* _Document excerpt_:
----

Results: The results of the analysis, including both quantitative data and qualitative data, will be available in 2023.

Conclusions: The outcomes of our study will offer crucial understanding into the current status of data reuse in clinical research, serving as a basis for guiding future endeavors to enhance the utilization of shared data for the betterment of public health outcomes and for scientific progress.

Trial Registration: Thai Clinical Trials Registry TCTR20210301006; https://tinyurl.com/2p9atzhr

International Registered Report Identifier (IRRID): DERR1-10.2196/44875

JMIR Res Protoc 2023;12:e44875

doi:10.2196/44875

Keywords

data reuse; data sharing; secondary data use; clinical trials data; artificial intelligence; machine learning; individual patient data; clinical research; barriers; online survey; mixed methods; low- and middle-income country

The Value of Clinical Research Data

Although clinical research data are generated to answer specific questions, the data can be used for purposes other than those of the original planned analyses to increase medical understanding and improve the general health of the population [1,2].

Many recent advances in medicine are credited to the reuse of existing research data. During the outbreaks of H1N1; MERS (Middle East Respiratory Syndrome); Ebola; Zika; and, more recently, COVID-19, decision-making authorities such as the World Health Organization depended on the analysis of historical epidemiological and clinical data to understand disease progression patterns and associated risk factors. This knowledge was the basis of recommendations for nonpharmaceutical interventions to control the spread of the diseases [3-6]. Guidelines for treatment therapies and preventive medicines depend on findings from clinical trials. The design and interpretation of these clinical trials rely heavily on data from previous studies in, for instance, the calculation of sample sizes, definition of outcomes, selection of interventions and control treatments, and establishment of follow-up duration [7-10]. Existing clinical research data have also been used to answer completely new research questions for teaching purposes and to reproduce results of published research [11].

As the volume of research data continues to rise, there is greater potential for faster and innovative discoveries in diagnostics and the treatment and prevention of diseases through traditional analyses and machine learning technologies [12].

Recognizing the value of data reuse, funders, journals, and research bodies are establishing policies and making substantial resource investments in infrastructure to facilitate data sharing [13,14]. In 2003, the National Institutes of Health introduced the first funder-driven data sharing policy. By 2016, key health research funders required individual participant-level data that support findings of clinical trials to be made accessible at the time of the publication of study results [15-17]. Journals and publishers followed suit, with the majority of them mandating the inclusion of data availability statements in articles for publication [18]. These statements describe how and when data can be accessed and on which repository data are stored. Numerous repositories have been established by funders, pharmaceutical companies, academic research institutions, governments, and discipline-specific consortia [19]. In 2016, at the G20 Hangzhou Summit, the FAIR (Findable, Accessible, Interoperable, and Reusable) principles were endorsed. The FAIR principles aim to optimize the reuse of data sets by ensuring that data are findable; are accessible; are presented in a standardized, interoperable format; and exist on terms that allow reuse [20,21]. Groups such as the Clinical Data Interchange Standards Consortium have defined standard ways of describing data and metadata [22]. By standardizing data and metadata, researchers and algorithms can correctly interpret data without the need for intermediary translation or curation. Analytical tools, such as TwoRavens [23], now allow users to run statistical models and view summary statistics on data held in repositories. The implementation of this ecosystem requires staff with specialized skills; research institutions are investing in hiring and training data managers, programmers, and data scientists to develop interfaces and curate data and metadata.

----

* _Material provided_:

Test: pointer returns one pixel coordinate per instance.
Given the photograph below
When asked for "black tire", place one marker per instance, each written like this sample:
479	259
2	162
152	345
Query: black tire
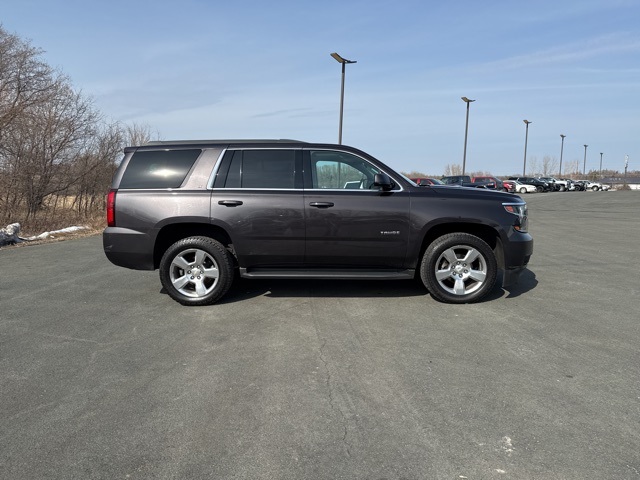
210	263
459	268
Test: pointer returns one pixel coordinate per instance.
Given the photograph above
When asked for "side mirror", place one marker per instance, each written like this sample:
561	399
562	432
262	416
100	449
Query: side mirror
383	181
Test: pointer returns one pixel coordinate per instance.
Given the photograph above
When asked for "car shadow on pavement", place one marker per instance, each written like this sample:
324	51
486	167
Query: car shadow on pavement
244	289
526	283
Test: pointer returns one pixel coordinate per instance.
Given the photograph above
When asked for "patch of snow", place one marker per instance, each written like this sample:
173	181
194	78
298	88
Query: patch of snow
63	230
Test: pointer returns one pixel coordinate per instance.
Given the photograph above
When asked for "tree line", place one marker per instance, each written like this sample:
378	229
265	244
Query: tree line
57	151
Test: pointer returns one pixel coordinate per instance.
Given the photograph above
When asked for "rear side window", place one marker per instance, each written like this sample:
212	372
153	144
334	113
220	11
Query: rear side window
158	168
258	169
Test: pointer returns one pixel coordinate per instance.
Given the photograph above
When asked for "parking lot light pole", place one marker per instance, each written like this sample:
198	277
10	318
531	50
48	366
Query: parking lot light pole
466	130
561	149
526	138
584	165
343	61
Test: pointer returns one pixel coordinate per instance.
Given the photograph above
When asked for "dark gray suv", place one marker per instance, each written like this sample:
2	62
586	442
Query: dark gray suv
203	211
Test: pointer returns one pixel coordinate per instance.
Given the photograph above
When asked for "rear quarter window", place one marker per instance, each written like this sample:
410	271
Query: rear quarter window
158	168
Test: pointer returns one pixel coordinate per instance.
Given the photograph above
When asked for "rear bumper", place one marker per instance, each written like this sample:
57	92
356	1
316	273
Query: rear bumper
517	253
128	248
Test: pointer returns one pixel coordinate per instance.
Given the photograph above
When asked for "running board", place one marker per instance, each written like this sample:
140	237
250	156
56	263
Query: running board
338	274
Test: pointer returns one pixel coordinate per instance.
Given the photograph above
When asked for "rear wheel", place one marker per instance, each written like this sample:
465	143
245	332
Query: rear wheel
196	271
459	268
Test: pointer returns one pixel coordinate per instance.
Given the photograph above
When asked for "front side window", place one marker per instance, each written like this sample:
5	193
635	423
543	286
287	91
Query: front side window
341	171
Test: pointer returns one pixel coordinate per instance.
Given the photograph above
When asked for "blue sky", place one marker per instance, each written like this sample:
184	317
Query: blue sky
197	69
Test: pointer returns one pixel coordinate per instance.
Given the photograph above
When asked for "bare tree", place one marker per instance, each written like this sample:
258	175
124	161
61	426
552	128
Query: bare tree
24	79
136	134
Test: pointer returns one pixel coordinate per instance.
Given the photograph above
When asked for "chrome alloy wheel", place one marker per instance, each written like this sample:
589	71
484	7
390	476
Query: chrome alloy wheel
194	273
461	270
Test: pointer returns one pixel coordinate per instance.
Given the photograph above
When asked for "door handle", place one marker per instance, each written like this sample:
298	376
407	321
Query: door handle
321	204
230	203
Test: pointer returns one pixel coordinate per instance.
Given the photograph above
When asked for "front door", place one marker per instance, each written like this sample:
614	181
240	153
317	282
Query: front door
351	223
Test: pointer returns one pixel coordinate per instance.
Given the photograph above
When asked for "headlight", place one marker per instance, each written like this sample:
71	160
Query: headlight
520	211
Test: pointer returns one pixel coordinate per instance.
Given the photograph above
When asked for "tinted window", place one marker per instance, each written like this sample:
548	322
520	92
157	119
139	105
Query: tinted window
340	170
158	168
258	169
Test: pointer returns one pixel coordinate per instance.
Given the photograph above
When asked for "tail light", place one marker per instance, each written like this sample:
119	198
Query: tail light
520	211
111	208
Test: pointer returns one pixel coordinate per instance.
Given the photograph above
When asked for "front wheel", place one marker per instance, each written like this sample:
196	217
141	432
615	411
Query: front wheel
459	268
196	271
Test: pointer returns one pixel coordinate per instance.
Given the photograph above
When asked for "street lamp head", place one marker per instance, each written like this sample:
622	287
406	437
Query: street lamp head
342	60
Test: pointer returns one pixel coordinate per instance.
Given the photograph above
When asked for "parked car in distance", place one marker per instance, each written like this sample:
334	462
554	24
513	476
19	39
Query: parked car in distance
519	187
595	186
490	182
426	181
462	180
539	184
509	185
204	212
556	184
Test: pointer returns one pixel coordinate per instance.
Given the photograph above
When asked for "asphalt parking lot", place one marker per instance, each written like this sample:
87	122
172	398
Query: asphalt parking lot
102	376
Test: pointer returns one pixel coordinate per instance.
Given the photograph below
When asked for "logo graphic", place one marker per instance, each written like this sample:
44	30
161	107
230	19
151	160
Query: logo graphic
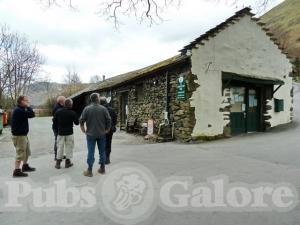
128	193
131	189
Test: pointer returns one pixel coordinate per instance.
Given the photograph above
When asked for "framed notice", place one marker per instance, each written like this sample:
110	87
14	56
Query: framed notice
181	89
150	129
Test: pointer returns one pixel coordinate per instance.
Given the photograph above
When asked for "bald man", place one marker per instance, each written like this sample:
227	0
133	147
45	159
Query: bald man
60	102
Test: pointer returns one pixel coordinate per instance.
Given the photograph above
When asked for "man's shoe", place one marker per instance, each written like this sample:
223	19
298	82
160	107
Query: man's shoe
27	168
102	169
19	173
68	163
88	173
57	165
107	160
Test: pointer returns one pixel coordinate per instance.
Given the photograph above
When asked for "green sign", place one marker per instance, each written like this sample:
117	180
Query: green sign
181	89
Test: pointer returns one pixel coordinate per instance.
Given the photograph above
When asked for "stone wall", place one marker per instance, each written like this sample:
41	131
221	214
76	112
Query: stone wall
154	103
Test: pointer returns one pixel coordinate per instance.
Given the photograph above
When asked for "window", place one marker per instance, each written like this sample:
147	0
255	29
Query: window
279	105
139	92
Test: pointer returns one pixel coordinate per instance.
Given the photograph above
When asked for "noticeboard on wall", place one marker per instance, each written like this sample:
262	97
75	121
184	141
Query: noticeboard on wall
181	89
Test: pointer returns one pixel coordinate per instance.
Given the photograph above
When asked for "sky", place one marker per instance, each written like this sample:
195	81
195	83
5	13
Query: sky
85	41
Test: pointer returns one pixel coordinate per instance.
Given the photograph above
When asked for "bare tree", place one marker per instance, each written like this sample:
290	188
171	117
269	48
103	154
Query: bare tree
72	82
95	79
144	10
20	62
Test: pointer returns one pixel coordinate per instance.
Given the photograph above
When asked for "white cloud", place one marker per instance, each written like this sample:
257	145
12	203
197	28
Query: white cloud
93	46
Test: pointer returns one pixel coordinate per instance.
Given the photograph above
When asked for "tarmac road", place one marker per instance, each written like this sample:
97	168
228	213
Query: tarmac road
261	157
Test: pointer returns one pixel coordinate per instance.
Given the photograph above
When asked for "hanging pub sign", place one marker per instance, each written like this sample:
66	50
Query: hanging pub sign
181	89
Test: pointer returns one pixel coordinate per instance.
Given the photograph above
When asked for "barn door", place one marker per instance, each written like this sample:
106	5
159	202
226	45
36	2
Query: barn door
238	111
253	111
123	108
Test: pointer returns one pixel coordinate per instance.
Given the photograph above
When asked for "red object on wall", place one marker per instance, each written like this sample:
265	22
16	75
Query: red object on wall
5	119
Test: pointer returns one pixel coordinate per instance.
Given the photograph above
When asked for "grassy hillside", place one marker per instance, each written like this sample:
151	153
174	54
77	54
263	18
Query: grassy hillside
284	23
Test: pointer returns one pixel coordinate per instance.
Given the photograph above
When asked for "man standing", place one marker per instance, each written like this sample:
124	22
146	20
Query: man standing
63	122
19	130
59	105
98	124
113	129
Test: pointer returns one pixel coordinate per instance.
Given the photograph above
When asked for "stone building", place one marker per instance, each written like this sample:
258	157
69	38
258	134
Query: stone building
233	79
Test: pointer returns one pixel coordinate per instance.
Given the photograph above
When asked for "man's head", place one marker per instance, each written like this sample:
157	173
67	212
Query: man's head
95	98
68	103
61	100
23	101
103	101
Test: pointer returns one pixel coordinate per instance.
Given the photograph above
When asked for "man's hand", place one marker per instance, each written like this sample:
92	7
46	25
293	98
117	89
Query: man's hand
83	129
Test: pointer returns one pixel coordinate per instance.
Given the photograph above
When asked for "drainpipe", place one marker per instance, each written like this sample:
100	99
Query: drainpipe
167	114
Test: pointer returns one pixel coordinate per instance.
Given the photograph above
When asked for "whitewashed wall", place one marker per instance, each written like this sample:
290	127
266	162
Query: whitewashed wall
242	48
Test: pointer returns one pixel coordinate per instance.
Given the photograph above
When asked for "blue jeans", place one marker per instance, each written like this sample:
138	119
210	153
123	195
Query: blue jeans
91	144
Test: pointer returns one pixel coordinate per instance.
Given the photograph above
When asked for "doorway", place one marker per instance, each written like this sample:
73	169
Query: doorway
123	109
245	114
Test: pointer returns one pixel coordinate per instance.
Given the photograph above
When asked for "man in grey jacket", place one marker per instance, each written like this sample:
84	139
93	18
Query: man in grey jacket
98	124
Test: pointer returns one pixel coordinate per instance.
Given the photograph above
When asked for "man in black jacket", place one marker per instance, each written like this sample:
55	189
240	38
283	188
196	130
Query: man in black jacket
59	105
63	121
113	129
19	130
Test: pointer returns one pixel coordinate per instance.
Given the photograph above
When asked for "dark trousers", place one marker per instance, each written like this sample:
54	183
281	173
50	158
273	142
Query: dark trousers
55	144
91	144
108	143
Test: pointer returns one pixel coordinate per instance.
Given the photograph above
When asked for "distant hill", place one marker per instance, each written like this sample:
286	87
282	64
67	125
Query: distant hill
284	22
39	92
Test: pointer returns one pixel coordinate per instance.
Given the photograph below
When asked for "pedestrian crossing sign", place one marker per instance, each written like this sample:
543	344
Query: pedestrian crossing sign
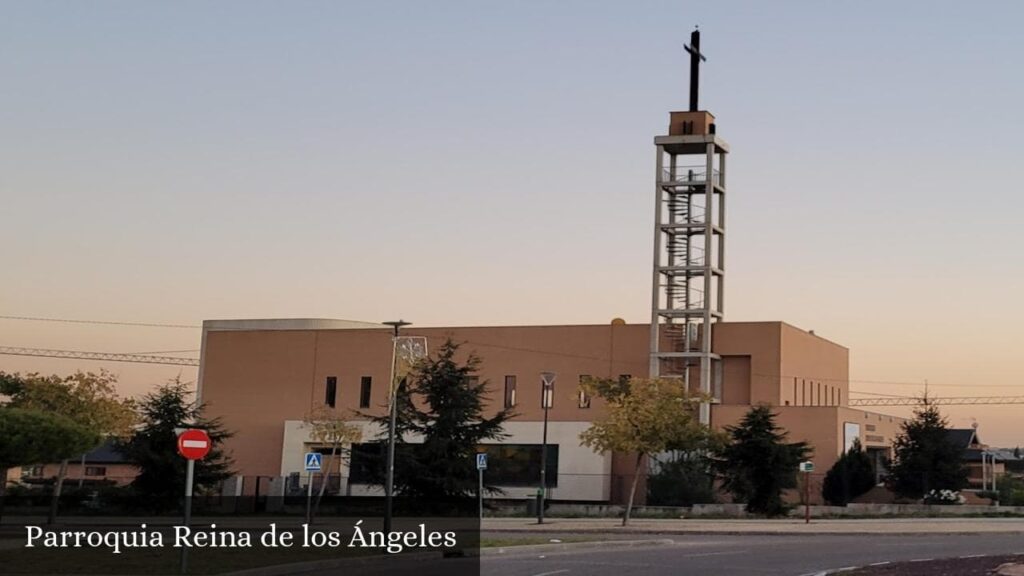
313	461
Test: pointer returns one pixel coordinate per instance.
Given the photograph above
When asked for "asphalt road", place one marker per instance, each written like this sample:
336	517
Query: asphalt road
725	556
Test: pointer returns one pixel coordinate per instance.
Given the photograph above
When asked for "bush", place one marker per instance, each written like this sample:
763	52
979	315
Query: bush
944	497
682	481
1011	491
850	477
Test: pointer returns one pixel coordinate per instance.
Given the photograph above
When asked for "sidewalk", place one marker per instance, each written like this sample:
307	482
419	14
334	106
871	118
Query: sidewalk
763	527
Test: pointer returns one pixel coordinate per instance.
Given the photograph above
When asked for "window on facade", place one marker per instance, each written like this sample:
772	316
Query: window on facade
509	392
508	464
32	471
584	397
331	394
366	384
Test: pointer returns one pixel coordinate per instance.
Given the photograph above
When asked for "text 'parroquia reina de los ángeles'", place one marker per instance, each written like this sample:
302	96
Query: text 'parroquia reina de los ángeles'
272	537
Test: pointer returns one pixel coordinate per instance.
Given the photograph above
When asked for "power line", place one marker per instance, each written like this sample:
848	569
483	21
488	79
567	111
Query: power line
949	401
110	357
100	322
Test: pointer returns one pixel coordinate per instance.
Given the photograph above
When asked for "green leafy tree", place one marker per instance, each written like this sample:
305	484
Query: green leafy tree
31	437
758	464
644	417
442	404
924	456
88	399
154	447
851	476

----

* _Exercise tasks_:
**a)** In the excerpt on clinical research data reuse, which body introduced the first funder-driven data sharing policy, and in what year?
**b)** Carry on the excerpt on clinical research data reuse, picking up after its final sentence.

* _Answer list_:
**a)** The National Institutes of Health, in 2003.

**b)**
It is expected that these investments in infrastructure will increase the usage of existing data and, consequently, generate a rich reference for evidence-based decision-making.

Rationale

Despite the efforts to facilitate data sharing, it is still unclear if and how shared data sets are used and whether the anticipated benefits are being realized. Previous studies described data usage trends based on data sets held in repositories and those from studies that are registered in clinical trial registries [24]. Negative results and studies terminated prematurely are often not published in repositories, yet data from these studies may hold useful insights for planning future research [25]. A substantial proportion of studies conducted in low- and middle-income countries (LMICs), especially noninterventional studies, are not registered [26]. Data sets generated in LMICs are particularly valuable, given the high disease burden in LMICs and the low volume of research being conducted in these areas [27-30]. To our knowledge, no recently published work has examined current barriers to and opportunities for maximizing data utility in LMICs.

Objectives

Against this background, our study aims to bridge the evidence gap by (1) characterizing how clinical research data sets are reused; (2) describing what impact, if any, data reuse has had on scientific research and general public health; and (3) defining barriers to and opportunities for promoting the ethical, efficient, and equitable reuse of data based on the perspectives of secondary data users.

As previous studies primarily focused on participants from high-income countries, we will target individuals working with data collected from LMICs for the interviews and aim to include respondents from both high-income countries and LMICs in the survey.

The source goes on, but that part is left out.